§ **Exercise details**: How many lines in the entries below contain the word "yellow", counting only matches with the same case? Reply with the number alone.

§ **Given data**:
------------------------------------------------------------

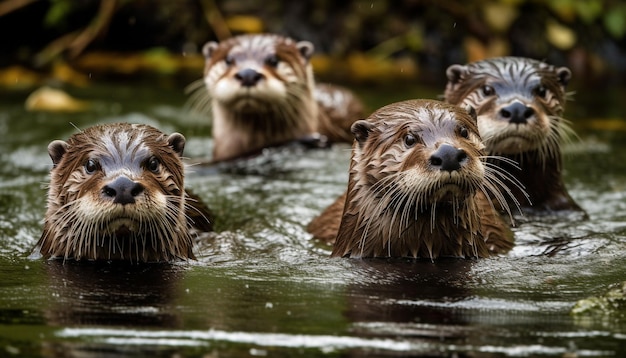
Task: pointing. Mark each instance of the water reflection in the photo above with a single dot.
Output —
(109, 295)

------------------------------------------------------------

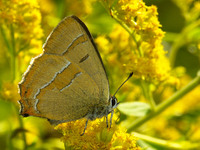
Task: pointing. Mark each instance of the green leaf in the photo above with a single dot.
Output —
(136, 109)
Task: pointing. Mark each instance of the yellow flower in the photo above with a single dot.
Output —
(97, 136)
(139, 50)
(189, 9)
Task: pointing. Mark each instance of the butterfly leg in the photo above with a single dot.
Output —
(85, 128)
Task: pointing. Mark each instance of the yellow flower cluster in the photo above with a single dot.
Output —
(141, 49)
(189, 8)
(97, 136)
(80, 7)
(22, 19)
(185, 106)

------------------------------------------------------------

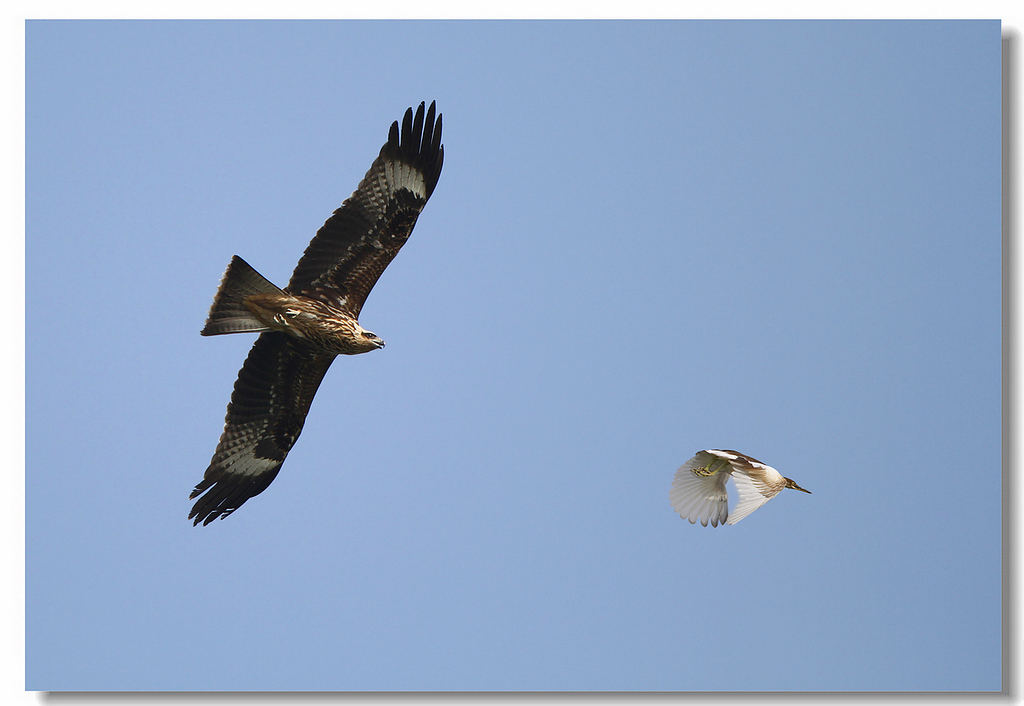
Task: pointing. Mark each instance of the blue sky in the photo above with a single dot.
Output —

------------------------------------------------------------

§ **Completed exercise**: 2